[PROBLEM REQUIREMENTS]: The data below should be printed in full, exactly, and without any of its images.

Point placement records

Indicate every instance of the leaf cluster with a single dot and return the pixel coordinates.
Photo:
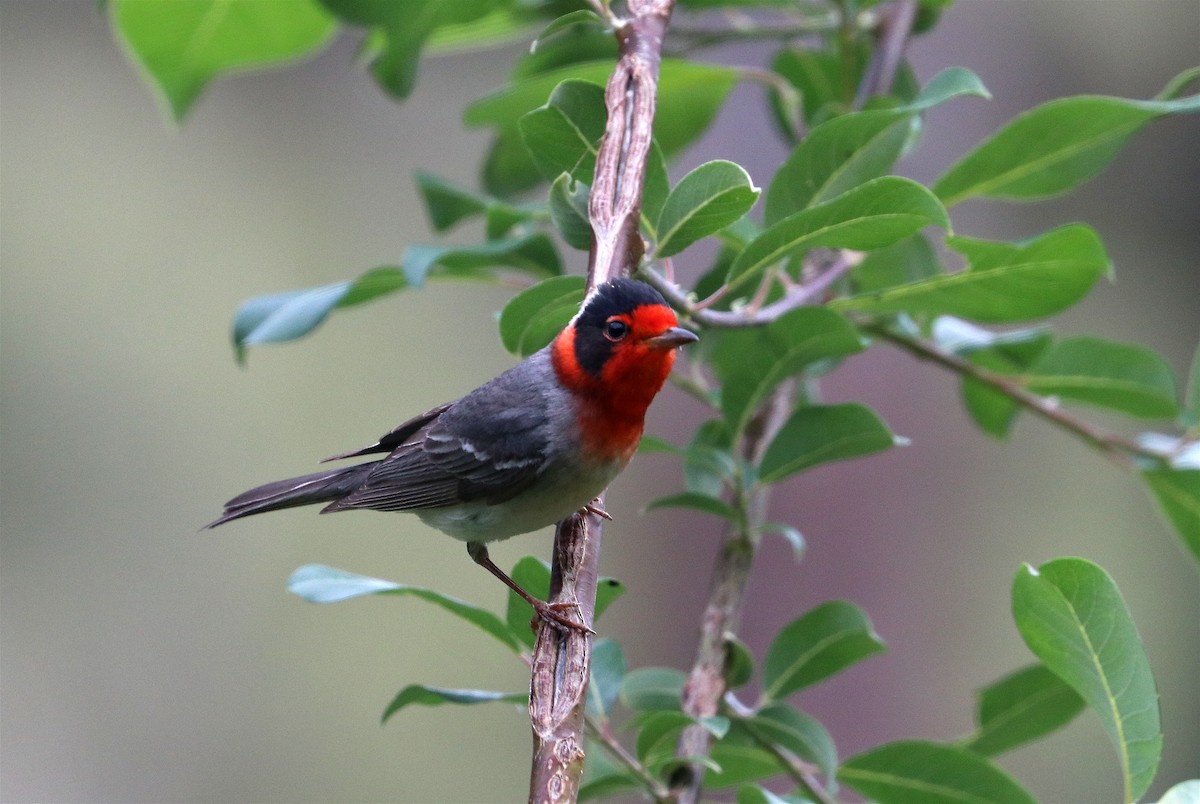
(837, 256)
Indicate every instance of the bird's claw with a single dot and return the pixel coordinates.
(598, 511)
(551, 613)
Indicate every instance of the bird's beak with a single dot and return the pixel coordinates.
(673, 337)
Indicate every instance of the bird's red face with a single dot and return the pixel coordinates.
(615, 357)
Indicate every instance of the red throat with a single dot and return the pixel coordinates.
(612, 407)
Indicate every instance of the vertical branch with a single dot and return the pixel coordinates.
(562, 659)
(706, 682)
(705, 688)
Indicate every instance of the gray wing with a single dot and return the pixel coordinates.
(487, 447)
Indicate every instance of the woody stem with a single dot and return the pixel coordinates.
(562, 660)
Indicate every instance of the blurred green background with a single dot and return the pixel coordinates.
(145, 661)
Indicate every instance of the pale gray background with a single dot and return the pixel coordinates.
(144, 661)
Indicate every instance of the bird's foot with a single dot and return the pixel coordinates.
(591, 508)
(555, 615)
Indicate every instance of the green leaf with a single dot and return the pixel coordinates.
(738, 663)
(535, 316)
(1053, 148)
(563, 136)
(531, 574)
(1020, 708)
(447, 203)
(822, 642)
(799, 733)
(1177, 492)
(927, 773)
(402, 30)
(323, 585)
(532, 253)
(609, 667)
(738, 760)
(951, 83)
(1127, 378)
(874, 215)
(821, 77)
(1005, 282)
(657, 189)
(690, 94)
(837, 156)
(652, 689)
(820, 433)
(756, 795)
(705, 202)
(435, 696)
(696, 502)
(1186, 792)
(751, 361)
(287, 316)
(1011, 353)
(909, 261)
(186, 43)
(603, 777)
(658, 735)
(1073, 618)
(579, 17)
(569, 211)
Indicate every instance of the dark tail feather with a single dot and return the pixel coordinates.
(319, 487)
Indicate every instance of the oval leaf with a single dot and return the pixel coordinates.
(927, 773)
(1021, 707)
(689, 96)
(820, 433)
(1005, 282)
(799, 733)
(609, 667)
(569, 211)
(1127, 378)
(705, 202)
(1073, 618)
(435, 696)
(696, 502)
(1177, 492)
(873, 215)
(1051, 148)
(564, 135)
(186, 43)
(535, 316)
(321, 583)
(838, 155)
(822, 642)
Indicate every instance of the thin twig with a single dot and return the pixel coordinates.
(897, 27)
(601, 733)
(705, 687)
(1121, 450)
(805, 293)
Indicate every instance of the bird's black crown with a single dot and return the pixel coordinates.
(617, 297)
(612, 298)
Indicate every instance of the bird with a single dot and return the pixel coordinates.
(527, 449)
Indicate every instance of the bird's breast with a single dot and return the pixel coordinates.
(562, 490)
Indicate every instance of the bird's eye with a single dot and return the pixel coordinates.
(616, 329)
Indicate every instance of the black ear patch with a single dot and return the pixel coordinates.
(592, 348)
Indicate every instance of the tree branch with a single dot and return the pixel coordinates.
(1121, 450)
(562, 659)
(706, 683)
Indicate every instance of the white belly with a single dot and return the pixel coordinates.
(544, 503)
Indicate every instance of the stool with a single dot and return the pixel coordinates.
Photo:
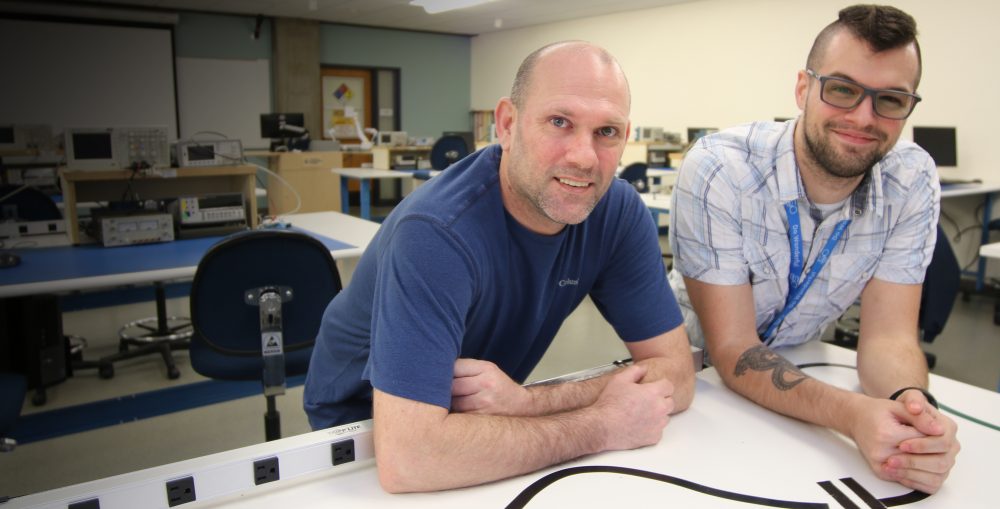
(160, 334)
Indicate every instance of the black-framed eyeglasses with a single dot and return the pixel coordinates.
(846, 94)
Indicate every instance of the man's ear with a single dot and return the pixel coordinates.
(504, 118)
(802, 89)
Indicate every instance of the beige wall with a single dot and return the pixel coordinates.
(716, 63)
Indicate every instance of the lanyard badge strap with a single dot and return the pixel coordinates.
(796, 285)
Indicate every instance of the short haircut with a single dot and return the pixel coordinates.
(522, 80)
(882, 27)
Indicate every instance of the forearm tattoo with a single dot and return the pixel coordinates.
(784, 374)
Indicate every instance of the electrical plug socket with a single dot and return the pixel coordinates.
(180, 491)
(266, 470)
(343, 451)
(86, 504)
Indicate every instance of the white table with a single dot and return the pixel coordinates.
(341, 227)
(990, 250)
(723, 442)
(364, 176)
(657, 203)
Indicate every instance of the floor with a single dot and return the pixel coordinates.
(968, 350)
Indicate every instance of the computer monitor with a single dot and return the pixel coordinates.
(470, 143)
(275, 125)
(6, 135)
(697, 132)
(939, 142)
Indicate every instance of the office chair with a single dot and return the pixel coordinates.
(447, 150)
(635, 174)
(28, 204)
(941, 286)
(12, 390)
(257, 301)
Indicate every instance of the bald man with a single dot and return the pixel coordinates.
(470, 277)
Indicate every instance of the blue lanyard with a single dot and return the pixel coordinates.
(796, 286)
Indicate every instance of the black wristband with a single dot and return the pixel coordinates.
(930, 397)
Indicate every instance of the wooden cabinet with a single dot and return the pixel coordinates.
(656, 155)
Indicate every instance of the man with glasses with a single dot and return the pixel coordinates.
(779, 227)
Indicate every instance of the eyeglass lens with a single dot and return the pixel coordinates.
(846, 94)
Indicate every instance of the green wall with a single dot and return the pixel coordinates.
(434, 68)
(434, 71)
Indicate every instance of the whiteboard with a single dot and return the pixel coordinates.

[ANSWER TO THIS TASK]:
Indicate every instance of the leaf cluster with a single dot and return the pixel coordinates.
Photo:
(837, 256)
Indicate every instance of the bird's claw with a single dot and return the pixel coordinates.
(598, 511)
(551, 613)
Indicate every instance of the bird's beak with a single dot and return the pixel coordinates.
(673, 337)
Indicate every instance of the bird's red face with a single dot and return the pixel coordinates.
(615, 357)
Indicate every instance of the red throat with a single dot and return the pixel coordinates.
(612, 407)
Indicate every instance of the vertical branch with a single dot and return the pixel coordinates.
(562, 659)
(706, 682)
(705, 688)
Indicate every instance of the gray wing with a single dot and return the pixel coordinates.
(487, 447)
Indicate every instance of the woody stem with a single dot and return the pixel coordinates.
(562, 660)
Indicate every instance of the blurred green background with a single dot and return the pixel coordinates.
(145, 661)
Indicate every instance of the pale gray background with a single dot and return the pixel coordinates.
(144, 661)
Indicate every instance of the bird's foot with a single dot and return the pixel coordinates.
(591, 508)
(555, 615)
Indicate every instance of the green leaf with a single dot and return the pixel coordinates.
(738, 663)
(535, 316)
(1053, 148)
(563, 136)
(531, 574)
(1020, 708)
(447, 203)
(822, 642)
(799, 733)
(1177, 492)
(927, 773)
(402, 30)
(323, 585)
(532, 253)
(609, 667)
(738, 760)
(951, 83)
(1127, 378)
(874, 215)
(821, 77)
(1005, 282)
(657, 189)
(690, 94)
(837, 156)
(652, 689)
(820, 433)
(756, 795)
(705, 202)
(435, 696)
(696, 502)
(1186, 792)
(751, 361)
(287, 316)
(1011, 353)
(909, 261)
(186, 43)
(603, 777)
(658, 735)
(1073, 618)
(579, 17)
(569, 211)
Indicate every instance of the dark tail feather with a single dot and return the pixel coordinates.
(319, 487)
Indicate every instance of the oval leaf with a single dot and return the pixel coordinates.
(927, 773)
(1021, 707)
(689, 96)
(820, 433)
(1005, 282)
(799, 733)
(609, 667)
(569, 211)
(1127, 378)
(705, 202)
(1073, 618)
(435, 696)
(696, 502)
(1177, 492)
(873, 215)
(1051, 148)
(564, 135)
(186, 43)
(535, 316)
(321, 583)
(838, 155)
(822, 642)
Indicate every instance of the thin twig with a single dot and return the pixel coordinates.
(897, 27)
(601, 733)
(705, 687)
(1121, 450)
(805, 293)
Indicate every instance of the bird's black crown with a single dot and return the pixel coordinates.
(617, 297)
(612, 298)
Indicate every instance of the bird with a single dot and return the pixel coordinates.
(527, 449)
Indicate every instance of the bird's breast with a single dot and return the pixel coordinates.
(562, 490)
Indicate every instance of the bird's eye with a single dot and return the pixel coordinates.
(616, 329)
Indicate every instance of the black ear patch with a single dot and return the pixel coordinates.
(592, 348)
Indicate every instance of the tree branch with a single dot and return the pixel coordinates.
(1121, 450)
(562, 659)
(706, 683)
Indicate every instance of the white belly with a single dot and return the pixel coordinates.
(544, 503)
Indicate every instance of the stool with a single dot and return the pixel coordinates.
Photo:
(160, 334)
Indicate every instance of the black-framed eyeglasses with a single dot and return the pixel coordinates.
(846, 94)
Indicate every instance of the man's ear with a single dot and return the pixel coordinates.
(504, 118)
(802, 89)
Indicate every instance of the beige wall with a single dot and return the pixel coordinates.
(716, 63)
Indicate every instance of the lanyard badge strap with a single dot and return the pixel coordinates.
(796, 285)
Indicate every instance of the short haircut with a single dot and return the pixel coordinates.
(522, 80)
(882, 27)
Indicate every instance of the forearm tattoo with a single dot and return the pixel coordinates.
(784, 374)
Indicate every instance of the electrical plug socket with a single dot and return the pixel coordinates.
(180, 491)
(266, 470)
(343, 451)
(86, 504)
Indicate every instance of the white table with a single dot and return the pixel coordinates.
(341, 227)
(990, 250)
(723, 442)
(364, 176)
(657, 203)
Indicate every instance of the floor with a single dot and return the pixel coordinates.
(968, 350)
Indicate every instance of the computer monitor with a single dot and return the pixel coordinates.
(470, 143)
(275, 125)
(6, 135)
(697, 132)
(939, 142)
Indicate every instance of the office chair with a single dot and return the pixel coordinates.
(447, 150)
(635, 174)
(28, 204)
(941, 286)
(12, 390)
(257, 301)
Indicate every instance of the bald man with a single dot and return the pixel coordinates.
(470, 277)
Indicate every instance of the blue lanyard with a single dot and return the pixel coordinates.
(796, 286)
Indicate every instance of the black wristband with a single dot and return the pixel coordinates.
(930, 397)
Indicate every instance of the wooden cabinet with a single dot and return the pixel coordinates.
(656, 155)
Indicate every instance of the man with glasses with a single dot and return the pixel coordinates.
(779, 227)
Indicate every instance of the eyeglass lens with a single dot and return the pixel coordinates.
(846, 94)
Indicate every instance of the green wall with a single dot and return the pixel coordinates.
(434, 68)
(434, 71)
Indicate every instance of the whiteboard with a single dot and return the pixel coordinates.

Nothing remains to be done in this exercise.